Task data
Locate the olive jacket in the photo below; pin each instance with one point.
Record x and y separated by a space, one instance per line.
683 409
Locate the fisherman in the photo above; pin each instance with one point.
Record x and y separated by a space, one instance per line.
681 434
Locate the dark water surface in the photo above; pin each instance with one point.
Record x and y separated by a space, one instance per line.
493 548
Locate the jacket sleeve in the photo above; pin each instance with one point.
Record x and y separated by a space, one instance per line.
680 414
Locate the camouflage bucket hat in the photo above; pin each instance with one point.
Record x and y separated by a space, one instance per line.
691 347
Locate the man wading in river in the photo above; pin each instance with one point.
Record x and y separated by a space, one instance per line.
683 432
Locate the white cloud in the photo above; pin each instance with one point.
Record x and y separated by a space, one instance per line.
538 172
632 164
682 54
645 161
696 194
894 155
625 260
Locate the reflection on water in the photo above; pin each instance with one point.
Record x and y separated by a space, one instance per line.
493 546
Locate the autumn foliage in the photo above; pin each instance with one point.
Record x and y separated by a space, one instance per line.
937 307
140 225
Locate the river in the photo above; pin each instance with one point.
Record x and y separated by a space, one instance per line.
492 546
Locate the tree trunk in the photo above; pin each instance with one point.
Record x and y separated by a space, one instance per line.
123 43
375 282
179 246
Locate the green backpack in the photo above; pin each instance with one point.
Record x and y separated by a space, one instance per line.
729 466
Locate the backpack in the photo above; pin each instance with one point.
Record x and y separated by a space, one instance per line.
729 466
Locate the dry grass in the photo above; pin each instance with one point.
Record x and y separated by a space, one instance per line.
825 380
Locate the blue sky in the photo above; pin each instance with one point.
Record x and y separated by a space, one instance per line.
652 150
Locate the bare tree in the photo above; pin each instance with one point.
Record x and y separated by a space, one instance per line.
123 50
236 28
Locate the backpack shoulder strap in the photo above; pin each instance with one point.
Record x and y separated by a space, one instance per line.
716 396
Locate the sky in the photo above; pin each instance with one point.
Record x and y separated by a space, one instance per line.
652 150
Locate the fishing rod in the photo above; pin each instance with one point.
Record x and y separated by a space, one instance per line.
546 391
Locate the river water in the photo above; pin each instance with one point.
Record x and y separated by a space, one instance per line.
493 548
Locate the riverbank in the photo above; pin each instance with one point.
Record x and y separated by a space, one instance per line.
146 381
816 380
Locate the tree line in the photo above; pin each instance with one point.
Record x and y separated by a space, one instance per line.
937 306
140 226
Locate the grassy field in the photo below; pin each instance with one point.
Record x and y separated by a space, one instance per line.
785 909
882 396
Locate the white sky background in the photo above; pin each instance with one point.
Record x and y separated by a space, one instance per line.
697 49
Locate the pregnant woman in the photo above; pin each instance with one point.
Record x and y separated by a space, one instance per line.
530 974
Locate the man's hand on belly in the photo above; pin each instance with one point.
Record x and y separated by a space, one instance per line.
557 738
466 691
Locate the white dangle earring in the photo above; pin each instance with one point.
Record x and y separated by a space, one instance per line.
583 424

Exercise
Output every line of the data again, exactly.

Response
Locate the olive jacket in the photo below; pin each instance with one point.
Record x and y separated by a space, one instance per line.
683 409
Locate the fisherman in the photo above; pin each instance with one point.
Record x and y separated by a space, one instance per line.
681 434
Locate the dark water surface in the photo above; pin each instance with one point.
Record x and y separated by a space, one instance per line.
493 548
Locate the jacket sleeve in the photo above; pin each instance with one point.
Record x and y separated by a space, one instance per line.
680 414
Locate the camouflage bucket hat in the photo above; pin each instance with one point.
Record x and y separated by a space, one instance per line.
691 347
Locate the man wading in river in the photo above; pin each instance with one point.
Record x and y separated by a space, one instance per line.
683 432
Locate the white cloud in the photo above; pin each instance with one point.
Record x and y separated by a space, one instance per line.
538 172
632 164
682 54
645 161
696 194
894 155
625 260
Locate the reflection on water in the photo above; pin each instance with one point.
Record x and y separated by a space, one instance per line.
493 546
Locate the autumn foliage in the photo above; pin each instance with one point.
Record x and y separated by a space, one instance per line.
937 307
140 225
Locate the river in the photo above; pin each instance with one point.
Record x and y separated by a space, one instance per line.
492 546
Locate the tree trunk in the photo above; pin each instance with one point.
Record x and y separated by a space, one instance per line.
123 43
375 282
179 246
Locate the green backpack in the photo above; pin each instance with one point.
Record x and y separated by a space, one instance per line.
729 466
Locate the backpack in the photo above; pin each instance with one point.
Record x and y separated by a space, one instance per line.
729 466
Locate the dry grass in the photo above; pin each instance with one point.
Record x and y separated by a space, one instance per line.
825 380
Locate the blue sky in the photo above; pin each instance with one point.
Record x and y separated by a space, one instance per line.
652 150
Locate the bare tree in the photo above; pin each instance with one point.
Record x and y separated by a space, one instance per line.
123 50
236 28
Locate the backpack shoulder strap in the photo above; pin each instance with one point.
Record x and y separated by a space, one instance per line.
716 396
Locate the sky in the photo above; pin each instance with one point.
Record x and y separated by a space, one instance per line.
652 150
Locate the fishing rod in the photo above; pin each instance with one point.
Record x and y separated by a space, one instance per line.
546 391
Locate the river water in the photo above; pin each instance with one point.
Record x and y separated by a space, one instance per line.
493 548
Locate the riverbank in the photo above; pin each instance with one point.
Record x and y separated by a space, one instance per line.
146 381
816 380
Locate the tree line in the photo above; pin each instance with one point.
Record x and y separated by a space, one instance per line.
937 306
140 226
Locate the grassy field in the photo below; pin each instance with one point.
Record x and y separated by a space, one instance per line.
785 909
882 396
Locate the white sky background in the photo above; pin each instance with one point.
Record x and y separated by a space, one instance per line.
697 49
Locate the pregnant woman in the photo above; pin each instance with one point.
Record x and y separated by a space, one instance per line.
530 974
Locate the man's hand on belly in the photo above; pin each instance with one point.
Record x and y separated by a space, one instance per line.
557 738
466 691
Locate the white dangle earring in the photo above; pin each instance with one point.
Record x and y separated by a space, one instance per line.
583 424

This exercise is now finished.